### PROBLEM DETAILS
The answer should be one number, the count of lines in the data with "truck".
BEGIN
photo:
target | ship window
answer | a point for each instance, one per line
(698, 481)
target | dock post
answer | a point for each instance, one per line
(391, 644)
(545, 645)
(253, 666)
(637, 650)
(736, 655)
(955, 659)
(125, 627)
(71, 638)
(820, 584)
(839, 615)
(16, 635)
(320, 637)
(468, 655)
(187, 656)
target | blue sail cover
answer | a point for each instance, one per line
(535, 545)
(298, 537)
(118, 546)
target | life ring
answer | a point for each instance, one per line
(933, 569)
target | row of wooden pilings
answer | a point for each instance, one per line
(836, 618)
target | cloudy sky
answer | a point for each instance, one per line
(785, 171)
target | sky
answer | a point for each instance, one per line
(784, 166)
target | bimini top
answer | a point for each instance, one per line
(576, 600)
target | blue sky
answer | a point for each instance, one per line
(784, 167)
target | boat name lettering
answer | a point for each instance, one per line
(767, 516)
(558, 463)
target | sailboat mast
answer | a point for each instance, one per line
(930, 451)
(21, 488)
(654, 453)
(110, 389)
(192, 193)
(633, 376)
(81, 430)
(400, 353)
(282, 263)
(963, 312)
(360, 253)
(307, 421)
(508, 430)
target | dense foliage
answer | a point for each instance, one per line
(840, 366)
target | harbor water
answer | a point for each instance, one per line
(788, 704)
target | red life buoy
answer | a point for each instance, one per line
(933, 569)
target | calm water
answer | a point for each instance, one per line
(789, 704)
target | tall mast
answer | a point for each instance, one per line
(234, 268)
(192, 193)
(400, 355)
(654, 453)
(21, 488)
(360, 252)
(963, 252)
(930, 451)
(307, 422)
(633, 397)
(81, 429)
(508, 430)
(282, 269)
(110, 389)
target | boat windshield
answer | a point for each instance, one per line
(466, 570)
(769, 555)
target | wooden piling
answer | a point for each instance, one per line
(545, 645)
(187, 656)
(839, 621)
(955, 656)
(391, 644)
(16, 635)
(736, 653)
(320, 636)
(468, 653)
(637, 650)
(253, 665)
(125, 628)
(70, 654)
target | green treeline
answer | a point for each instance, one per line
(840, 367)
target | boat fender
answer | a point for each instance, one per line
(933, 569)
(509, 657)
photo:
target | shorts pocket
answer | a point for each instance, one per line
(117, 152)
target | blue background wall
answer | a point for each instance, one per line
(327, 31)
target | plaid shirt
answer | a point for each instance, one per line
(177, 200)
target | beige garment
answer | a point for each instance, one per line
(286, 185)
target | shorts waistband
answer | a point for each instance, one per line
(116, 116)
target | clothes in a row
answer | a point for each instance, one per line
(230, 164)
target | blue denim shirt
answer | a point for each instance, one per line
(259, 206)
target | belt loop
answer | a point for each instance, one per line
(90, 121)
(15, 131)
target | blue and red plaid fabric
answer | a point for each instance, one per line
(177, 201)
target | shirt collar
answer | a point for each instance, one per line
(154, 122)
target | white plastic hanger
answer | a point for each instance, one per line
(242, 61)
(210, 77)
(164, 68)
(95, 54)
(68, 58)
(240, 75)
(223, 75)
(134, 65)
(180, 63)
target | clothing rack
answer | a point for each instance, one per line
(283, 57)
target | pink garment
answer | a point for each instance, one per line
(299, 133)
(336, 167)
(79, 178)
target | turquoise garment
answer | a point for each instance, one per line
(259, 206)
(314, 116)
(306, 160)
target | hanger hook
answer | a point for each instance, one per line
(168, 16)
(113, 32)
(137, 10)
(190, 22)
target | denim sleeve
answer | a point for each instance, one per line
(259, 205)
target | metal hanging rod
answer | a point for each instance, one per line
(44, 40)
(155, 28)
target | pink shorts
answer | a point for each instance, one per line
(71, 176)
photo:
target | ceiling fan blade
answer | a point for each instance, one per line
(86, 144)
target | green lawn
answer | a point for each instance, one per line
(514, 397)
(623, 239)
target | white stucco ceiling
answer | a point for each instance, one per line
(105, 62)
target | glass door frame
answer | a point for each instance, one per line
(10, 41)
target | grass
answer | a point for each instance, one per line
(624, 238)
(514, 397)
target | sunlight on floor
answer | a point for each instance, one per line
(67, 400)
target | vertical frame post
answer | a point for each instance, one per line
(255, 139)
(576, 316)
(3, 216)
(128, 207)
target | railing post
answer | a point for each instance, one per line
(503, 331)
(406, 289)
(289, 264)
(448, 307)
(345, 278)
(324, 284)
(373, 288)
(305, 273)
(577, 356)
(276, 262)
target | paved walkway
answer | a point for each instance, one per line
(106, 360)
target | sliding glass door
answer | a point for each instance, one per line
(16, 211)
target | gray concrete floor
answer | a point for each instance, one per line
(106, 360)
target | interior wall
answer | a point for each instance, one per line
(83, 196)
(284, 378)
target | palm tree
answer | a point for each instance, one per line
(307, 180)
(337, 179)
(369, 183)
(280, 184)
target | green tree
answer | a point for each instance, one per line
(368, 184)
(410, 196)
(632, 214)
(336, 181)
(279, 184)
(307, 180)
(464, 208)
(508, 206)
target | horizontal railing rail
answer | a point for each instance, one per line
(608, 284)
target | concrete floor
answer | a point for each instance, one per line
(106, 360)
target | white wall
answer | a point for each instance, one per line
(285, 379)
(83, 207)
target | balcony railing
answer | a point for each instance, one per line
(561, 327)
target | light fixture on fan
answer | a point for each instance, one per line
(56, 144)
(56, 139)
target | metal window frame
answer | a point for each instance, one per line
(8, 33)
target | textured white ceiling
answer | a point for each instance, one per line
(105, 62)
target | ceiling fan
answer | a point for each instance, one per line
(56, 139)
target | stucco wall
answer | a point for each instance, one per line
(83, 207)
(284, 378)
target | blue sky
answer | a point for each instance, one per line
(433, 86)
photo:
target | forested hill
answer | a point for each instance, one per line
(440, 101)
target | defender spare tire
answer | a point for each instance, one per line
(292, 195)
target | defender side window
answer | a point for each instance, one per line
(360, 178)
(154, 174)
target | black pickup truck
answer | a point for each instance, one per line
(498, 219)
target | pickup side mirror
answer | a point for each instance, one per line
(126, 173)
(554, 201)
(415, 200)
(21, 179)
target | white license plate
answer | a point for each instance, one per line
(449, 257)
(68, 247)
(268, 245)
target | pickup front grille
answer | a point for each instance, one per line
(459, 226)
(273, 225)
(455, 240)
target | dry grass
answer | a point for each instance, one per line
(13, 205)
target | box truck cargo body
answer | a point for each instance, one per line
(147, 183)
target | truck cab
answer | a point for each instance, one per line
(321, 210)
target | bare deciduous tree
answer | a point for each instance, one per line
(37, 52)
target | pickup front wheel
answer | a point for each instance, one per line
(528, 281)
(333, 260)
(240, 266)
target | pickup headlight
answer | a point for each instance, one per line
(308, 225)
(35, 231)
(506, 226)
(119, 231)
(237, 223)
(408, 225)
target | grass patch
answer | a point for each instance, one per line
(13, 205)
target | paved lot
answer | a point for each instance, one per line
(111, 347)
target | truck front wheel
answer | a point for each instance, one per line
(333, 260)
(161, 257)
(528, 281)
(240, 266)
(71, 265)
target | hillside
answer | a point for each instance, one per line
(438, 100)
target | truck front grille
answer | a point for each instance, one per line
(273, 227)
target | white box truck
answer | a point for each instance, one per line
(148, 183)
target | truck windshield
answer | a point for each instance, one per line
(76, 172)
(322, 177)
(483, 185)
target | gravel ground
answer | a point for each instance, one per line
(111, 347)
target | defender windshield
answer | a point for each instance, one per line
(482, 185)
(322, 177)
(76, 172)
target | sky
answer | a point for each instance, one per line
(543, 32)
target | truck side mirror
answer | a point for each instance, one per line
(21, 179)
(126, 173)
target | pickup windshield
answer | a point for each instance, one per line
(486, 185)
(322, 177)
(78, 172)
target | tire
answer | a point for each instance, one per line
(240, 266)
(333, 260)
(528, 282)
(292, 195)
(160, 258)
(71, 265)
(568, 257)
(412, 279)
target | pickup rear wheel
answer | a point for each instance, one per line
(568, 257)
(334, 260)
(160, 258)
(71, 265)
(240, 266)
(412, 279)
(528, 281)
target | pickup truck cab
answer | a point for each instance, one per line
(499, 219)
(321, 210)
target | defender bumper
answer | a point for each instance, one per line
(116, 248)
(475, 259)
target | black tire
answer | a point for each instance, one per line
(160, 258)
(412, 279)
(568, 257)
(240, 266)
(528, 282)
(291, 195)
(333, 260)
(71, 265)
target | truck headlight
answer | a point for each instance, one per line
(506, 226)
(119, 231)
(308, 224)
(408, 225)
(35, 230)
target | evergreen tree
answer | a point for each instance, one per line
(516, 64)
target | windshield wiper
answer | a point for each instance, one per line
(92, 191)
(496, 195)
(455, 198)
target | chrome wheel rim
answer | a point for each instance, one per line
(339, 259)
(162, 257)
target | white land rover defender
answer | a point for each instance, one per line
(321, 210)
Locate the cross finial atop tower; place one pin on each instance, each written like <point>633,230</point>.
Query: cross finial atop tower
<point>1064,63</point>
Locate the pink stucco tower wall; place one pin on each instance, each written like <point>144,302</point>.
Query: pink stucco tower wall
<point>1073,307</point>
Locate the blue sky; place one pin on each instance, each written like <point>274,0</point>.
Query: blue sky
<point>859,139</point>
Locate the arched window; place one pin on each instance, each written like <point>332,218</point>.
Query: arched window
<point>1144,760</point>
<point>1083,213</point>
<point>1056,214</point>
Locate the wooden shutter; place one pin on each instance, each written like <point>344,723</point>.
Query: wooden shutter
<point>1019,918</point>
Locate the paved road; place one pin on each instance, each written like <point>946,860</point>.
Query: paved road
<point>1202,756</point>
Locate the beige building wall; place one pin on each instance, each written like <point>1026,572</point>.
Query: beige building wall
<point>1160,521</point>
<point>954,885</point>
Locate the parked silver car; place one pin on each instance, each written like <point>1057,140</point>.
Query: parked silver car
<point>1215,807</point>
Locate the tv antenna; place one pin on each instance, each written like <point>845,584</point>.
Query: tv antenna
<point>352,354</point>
END
### TASK SOLUTION
10